--- Begin ROWS ---

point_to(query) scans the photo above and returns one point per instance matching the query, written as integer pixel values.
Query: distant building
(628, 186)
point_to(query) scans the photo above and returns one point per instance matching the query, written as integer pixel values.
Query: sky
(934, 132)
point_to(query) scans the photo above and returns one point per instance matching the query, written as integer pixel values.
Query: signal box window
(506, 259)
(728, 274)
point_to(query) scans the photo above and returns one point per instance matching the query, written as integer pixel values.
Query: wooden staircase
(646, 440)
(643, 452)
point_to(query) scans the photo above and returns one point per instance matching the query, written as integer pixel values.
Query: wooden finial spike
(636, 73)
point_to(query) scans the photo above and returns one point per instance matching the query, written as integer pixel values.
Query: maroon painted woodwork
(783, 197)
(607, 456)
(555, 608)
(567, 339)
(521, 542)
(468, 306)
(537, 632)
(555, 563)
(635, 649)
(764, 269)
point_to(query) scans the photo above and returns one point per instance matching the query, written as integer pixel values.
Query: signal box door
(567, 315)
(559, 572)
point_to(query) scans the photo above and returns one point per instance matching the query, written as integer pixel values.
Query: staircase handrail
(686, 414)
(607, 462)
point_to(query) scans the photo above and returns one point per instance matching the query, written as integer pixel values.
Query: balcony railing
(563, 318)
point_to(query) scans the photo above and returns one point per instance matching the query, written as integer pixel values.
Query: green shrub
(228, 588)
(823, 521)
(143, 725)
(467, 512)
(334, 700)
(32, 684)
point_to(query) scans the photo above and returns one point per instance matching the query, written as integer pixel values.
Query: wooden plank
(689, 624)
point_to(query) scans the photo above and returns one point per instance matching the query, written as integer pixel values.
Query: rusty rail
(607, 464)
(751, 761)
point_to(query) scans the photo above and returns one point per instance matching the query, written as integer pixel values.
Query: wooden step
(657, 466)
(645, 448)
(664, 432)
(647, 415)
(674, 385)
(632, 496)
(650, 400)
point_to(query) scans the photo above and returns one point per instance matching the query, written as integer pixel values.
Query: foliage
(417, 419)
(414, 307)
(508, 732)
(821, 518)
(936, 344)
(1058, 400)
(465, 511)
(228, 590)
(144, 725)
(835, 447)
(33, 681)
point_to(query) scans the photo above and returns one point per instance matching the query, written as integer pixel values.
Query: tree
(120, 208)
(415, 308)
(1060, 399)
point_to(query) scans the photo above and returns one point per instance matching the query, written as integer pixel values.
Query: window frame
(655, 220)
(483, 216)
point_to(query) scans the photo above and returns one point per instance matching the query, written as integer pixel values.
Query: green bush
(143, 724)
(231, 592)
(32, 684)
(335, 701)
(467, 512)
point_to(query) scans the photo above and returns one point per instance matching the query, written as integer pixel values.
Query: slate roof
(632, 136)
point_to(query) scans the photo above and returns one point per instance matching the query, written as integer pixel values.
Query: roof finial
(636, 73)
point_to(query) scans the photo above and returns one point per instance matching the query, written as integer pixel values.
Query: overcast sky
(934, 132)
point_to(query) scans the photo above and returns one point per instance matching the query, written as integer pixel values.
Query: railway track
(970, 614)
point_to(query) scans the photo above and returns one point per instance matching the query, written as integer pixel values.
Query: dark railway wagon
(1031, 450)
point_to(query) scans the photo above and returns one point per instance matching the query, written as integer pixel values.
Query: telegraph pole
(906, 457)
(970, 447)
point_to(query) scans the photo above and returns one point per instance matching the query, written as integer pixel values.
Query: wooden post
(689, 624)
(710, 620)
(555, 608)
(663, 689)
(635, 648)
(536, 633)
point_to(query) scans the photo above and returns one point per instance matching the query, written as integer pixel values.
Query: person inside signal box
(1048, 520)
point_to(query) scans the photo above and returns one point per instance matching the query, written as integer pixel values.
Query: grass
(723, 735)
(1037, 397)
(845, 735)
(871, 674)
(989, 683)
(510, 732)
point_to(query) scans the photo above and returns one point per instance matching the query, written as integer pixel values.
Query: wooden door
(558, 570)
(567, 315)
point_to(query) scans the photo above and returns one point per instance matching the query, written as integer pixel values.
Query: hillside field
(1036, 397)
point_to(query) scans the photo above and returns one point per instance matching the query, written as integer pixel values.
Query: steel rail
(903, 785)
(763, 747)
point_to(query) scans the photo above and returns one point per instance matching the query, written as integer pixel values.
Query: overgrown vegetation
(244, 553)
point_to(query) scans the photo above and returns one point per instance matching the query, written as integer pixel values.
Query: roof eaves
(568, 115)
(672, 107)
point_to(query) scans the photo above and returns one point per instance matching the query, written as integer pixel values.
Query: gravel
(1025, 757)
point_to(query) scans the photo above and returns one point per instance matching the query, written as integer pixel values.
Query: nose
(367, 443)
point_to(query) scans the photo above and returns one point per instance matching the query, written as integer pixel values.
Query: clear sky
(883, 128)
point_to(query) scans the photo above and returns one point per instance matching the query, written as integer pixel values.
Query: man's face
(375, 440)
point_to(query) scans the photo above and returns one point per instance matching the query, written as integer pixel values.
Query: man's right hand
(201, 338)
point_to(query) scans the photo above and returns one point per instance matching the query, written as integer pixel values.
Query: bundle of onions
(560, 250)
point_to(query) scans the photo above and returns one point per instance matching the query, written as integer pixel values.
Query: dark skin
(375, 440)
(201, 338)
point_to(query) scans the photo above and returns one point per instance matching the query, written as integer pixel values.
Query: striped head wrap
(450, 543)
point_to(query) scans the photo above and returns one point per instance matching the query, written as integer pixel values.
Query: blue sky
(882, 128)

--- End ROWS ---

**WRITTEN INSTRUCTION:** Count the lines in the data above that contain the word "door", and reply with only that number.

**SOLUTION BELOW:** 2